Dataset excerpts

┄┄┄┄┄┄

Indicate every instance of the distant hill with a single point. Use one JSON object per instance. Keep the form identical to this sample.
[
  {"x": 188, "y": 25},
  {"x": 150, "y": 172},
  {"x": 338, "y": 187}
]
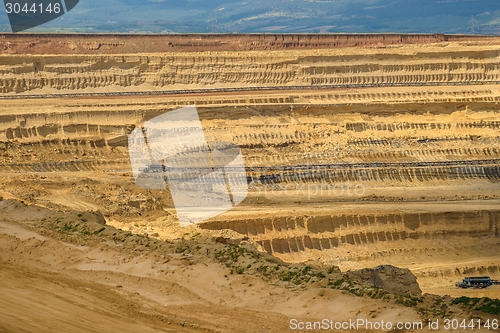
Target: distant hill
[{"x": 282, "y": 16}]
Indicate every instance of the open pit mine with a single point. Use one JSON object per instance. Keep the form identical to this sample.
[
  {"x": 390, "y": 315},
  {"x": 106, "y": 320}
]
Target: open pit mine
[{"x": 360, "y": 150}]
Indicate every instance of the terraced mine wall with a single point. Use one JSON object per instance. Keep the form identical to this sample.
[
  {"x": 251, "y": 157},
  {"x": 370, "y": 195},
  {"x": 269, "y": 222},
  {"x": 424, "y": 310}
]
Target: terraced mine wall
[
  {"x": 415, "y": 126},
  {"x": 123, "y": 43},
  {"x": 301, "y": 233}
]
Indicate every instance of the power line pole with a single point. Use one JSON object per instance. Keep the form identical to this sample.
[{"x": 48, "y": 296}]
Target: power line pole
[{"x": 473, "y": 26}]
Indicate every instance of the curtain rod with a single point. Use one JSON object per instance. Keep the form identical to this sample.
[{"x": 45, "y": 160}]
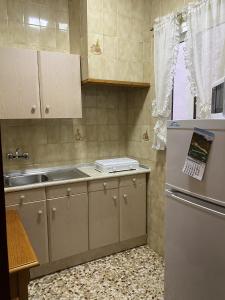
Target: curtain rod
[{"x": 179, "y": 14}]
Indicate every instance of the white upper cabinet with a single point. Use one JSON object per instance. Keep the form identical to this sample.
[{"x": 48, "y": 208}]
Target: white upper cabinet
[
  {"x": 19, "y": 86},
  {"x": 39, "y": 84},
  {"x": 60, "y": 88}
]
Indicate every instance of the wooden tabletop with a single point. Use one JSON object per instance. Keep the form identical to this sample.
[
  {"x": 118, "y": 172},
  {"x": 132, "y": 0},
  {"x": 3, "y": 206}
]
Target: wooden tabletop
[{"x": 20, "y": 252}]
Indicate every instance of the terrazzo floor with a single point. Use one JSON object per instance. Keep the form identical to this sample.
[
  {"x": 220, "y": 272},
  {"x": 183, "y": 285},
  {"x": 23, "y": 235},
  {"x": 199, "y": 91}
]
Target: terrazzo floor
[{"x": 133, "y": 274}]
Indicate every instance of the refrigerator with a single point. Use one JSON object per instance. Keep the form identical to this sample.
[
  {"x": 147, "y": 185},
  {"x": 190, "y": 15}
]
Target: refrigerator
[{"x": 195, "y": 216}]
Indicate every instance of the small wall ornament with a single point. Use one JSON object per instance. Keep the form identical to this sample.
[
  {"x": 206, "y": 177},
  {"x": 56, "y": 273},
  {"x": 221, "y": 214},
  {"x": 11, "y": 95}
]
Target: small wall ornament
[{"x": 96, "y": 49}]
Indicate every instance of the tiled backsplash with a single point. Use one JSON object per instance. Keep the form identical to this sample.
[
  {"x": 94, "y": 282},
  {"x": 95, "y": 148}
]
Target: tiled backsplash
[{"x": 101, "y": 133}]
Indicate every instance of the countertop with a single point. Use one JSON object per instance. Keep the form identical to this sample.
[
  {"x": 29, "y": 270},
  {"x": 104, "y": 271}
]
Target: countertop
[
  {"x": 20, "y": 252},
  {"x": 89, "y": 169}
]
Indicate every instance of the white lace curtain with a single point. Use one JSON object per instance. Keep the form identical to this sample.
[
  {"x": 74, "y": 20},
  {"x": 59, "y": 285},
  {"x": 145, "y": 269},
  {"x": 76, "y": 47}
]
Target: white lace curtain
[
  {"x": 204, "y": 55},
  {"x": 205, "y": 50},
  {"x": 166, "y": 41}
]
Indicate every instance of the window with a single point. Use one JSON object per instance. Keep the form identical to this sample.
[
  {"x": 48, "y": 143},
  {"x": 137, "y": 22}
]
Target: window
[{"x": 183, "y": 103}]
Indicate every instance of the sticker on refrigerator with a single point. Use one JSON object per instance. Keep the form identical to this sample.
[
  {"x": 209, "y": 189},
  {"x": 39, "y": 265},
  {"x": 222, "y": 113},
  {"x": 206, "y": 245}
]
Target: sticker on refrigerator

┄┄┄┄┄┄

Activity>
Repeat the records above word for word. Pictures stay out of the copy.

Answer box>
Indicate every instance of the distant hill with a single point. Use one JSON object per instance. Keep the form identical to this sample.
[
  {"x": 188, "y": 25},
  {"x": 150, "y": 172},
  {"x": 338, "y": 187}
]
Target: distant hill
[{"x": 282, "y": 16}]
Indicate every instance of the open pit mine with a single point. Use one JSON object per instance. Keep the form identical to this sample.
[
  {"x": 390, "y": 315},
  {"x": 106, "y": 320}
]
Target: open pit mine
[{"x": 360, "y": 150}]
Indicate every instance of the terraced mine wall with a single point. Use one JSON object per instance. Keep the form identical to this sample.
[
  {"x": 251, "y": 157},
  {"x": 370, "y": 195},
  {"x": 269, "y": 222},
  {"x": 424, "y": 310}
]
Target: terraced mine wall
[
  {"x": 415, "y": 126},
  {"x": 123, "y": 43},
  {"x": 301, "y": 233}
]
Indicate every instance of the power line pole with a single point. Use one JSON object per instance. Keep the form identical to this sample.
[{"x": 48, "y": 296}]
Target: power line pole
[{"x": 473, "y": 26}]
Indicate every instance of the curtain rod with a single point. Use one JSON object per instance. Keep the form identical to this sample.
[{"x": 45, "y": 160}]
Target: curtain rod
[{"x": 179, "y": 14}]
Indicate every instance of the white upper cabinet with a single point. Use one JSON object per instance. Keep the form identical to this sample.
[{"x": 48, "y": 208}]
Target: white upper cabinet
[
  {"x": 19, "y": 86},
  {"x": 39, "y": 84},
  {"x": 60, "y": 88}
]
Indicate every instance of the wooden tabletop with a single point. Use one JSON object per instance. Keep the form identical to this sample.
[
  {"x": 118, "y": 172},
  {"x": 132, "y": 0},
  {"x": 3, "y": 206}
]
Target: wooden tabletop
[{"x": 20, "y": 252}]
Indicate every instance of the terrazzo floor with a single point. Use one JSON object per instance. Keep the form identical to this sample.
[
  {"x": 220, "y": 272},
  {"x": 183, "y": 285},
  {"x": 23, "y": 235},
  {"x": 199, "y": 91}
]
Target: terrazzo floor
[{"x": 133, "y": 274}]
Indicate every instance of the refrigerator with a single point. Use one JSON object per instance. Keep the form identical to this sample.
[
  {"x": 147, "y": 185},
  {"x": 190, "y": 15}
]
Target: refrigerator
[{"x": 195, "y": 216}]
Indicate every instance of the small wall ornament with a single point. Use one JSON object per instance. Keep the form identical to this sample.
[
  {"x": 206, "y": 177},
  {"x": 56, "y": 273},
  {"x": 221, "y": 214},
  {"x": 11, "y": 95}
]
Target: small wall ornament
[{"x": 96, "y": 49}]
Indicate every instance of the tiled backsplash with a single point. Use one JSON object per instance. Keep the form identical to this sample.
[
  {"x": 94, "y": 282},
  {"x": 95, "y": 148}
]
Target: tiled backsplash
[{"x": 101, "y": 133}]
Indicate every instance of the countertop with a single point. Use one JSON object per instance. Keep the form identical to this sample.
[
  {"x": 29, "y": 270},
  {"x": 104, "y": 271}
]
Target: countertop
[
  {"x": 20, "y": 252},
  {"x": 89, "y": 169}
]
Indicate every instance of the white lace curtain with a single point. Use one JSON object per instance. Keep the form identical to this sample.
[
  {"x": 74, "y": 20},
  {"x": 59, "y": 285},
  {"x": 145, "y": 269},
  {"x": 76, "y": 47}
]
Target: white lace curtain
[
  {"x": 204, "y": 55},
  {"x": 205, "y": 50},
  {"x": 166, "y": 41}
]
Indicate every instance of the window with a single point. Use one JSON object per instance. Keep the form identical to this sample.
[
  {"x": 48, "y": 143},
  {"x": 137, "y": 22}
]
Target: window
[{"x": 183, "y": 103}]
Indicate every instance of the sticker on refrigerator with a single point. Use one JSON object per instance. Keep the form identical to this sample.
[
  {"x": 209, "y": 189},
  {"x": 39, "y": 265},
  {"x": 222, "y": 113},
  {"x": 206, "y": 245}
]
Target: sticker on refrigerator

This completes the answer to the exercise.